* **REQUEST**
Change "terracotta flower pot" to "clay planter" in the listing below, and write the lines out again with nothing else altered.

* **DATA PROVIDED**
** Begin **
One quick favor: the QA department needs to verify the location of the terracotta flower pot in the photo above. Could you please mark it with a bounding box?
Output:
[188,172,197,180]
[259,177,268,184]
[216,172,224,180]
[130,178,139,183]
** End **
* **ANSWER IN FULL**
One quick favor: the QA department needs to verify the location of the clay planter in the photo above. Could you please mark it with a bounding box?
Output:
[188,172,197,180]
[259,177,268,184]
[216,172,224,180]
[130,178,139,183]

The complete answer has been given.